**PROBLEM TO WORK ON:**
Copy the material below word for word, starting at the line that contains "# target: building" and ending at the line that contains "Give the mask of every instance of the building.", with both of those lines included.

───── DATASET CONTENT ─────

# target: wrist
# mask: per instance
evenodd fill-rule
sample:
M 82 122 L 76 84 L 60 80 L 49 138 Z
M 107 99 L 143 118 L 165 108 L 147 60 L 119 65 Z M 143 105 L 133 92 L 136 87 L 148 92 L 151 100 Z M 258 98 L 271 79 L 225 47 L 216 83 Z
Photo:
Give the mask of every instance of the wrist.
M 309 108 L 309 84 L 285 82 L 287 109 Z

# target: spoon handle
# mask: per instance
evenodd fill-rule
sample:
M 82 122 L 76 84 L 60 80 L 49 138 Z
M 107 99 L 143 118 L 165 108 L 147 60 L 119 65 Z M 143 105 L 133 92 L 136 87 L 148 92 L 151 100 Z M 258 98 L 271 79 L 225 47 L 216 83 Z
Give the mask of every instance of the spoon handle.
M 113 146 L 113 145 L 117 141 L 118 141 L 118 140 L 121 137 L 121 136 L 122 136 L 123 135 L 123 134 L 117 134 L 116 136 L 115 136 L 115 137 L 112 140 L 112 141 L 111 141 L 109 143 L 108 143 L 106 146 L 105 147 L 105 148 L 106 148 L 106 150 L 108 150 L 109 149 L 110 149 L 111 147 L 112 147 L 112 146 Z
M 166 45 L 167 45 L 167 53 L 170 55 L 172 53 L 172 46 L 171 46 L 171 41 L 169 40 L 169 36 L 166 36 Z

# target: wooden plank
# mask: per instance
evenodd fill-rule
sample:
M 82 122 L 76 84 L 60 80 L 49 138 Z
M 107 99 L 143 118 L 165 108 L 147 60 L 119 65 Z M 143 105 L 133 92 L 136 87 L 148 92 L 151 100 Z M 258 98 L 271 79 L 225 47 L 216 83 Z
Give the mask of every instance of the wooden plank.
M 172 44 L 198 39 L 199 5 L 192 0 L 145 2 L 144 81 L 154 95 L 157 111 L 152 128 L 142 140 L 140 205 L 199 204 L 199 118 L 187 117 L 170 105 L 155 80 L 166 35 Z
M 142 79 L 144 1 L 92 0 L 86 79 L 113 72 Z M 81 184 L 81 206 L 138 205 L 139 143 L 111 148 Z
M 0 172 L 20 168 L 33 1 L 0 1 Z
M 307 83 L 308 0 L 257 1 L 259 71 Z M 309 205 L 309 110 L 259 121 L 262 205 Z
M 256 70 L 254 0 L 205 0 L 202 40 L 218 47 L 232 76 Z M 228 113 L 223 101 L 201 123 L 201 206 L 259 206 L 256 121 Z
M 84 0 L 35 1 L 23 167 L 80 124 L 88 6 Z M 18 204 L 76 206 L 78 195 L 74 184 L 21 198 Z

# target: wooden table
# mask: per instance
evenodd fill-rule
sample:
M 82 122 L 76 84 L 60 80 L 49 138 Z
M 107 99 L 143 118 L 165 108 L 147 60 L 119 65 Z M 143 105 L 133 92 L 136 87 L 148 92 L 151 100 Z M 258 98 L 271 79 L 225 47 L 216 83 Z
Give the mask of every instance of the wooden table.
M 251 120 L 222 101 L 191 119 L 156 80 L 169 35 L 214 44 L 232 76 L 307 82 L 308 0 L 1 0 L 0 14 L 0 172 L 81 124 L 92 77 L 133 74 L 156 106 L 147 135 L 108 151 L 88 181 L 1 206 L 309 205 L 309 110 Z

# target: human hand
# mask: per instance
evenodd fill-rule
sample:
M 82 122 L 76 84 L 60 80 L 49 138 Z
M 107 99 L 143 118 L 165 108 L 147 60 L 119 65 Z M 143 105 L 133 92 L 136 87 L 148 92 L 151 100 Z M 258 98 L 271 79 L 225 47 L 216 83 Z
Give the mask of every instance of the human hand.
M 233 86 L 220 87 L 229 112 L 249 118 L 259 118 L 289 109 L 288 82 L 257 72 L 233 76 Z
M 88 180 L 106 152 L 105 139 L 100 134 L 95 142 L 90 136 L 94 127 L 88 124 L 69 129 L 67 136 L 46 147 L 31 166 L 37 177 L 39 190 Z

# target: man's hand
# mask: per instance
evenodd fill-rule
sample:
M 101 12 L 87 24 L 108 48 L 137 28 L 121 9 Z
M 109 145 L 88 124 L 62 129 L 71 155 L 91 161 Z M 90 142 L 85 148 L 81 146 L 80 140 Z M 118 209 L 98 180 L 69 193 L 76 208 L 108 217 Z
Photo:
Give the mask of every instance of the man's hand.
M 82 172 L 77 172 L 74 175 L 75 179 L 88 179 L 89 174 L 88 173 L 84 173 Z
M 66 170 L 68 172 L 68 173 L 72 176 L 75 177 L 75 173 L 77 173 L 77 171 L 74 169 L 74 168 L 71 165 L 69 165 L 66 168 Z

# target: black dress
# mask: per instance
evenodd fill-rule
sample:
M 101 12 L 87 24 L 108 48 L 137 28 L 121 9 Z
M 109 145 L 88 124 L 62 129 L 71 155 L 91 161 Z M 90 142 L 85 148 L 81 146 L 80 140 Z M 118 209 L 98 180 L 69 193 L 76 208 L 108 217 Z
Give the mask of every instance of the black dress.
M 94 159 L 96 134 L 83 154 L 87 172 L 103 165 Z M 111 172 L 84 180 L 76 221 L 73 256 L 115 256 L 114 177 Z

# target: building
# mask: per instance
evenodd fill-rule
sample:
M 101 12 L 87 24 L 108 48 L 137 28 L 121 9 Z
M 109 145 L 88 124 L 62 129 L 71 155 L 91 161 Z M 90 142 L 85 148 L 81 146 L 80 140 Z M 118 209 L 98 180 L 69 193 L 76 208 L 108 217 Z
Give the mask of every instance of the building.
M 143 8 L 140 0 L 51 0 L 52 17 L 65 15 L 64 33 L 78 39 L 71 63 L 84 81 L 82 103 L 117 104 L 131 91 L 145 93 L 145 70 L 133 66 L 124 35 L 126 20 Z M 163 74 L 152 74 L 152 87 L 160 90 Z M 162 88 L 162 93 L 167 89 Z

─────

**PROBLEM SOLUTION:**
# target: building
# mask: per instance
evenodd fill-rule
sample:
M 101 12 L 87 24 L 108 48 L 137 28 L 121 9 Z
M 109 145 L 88 124 L 62 129 L 71 155 L 91 161 Z M 90 142 L 85 148 L 81 146 L 80 140 Z M 118 209 L 98 180 L 69 193 L 76 208 L 108 217 Z
Give the mask of every instance of the building.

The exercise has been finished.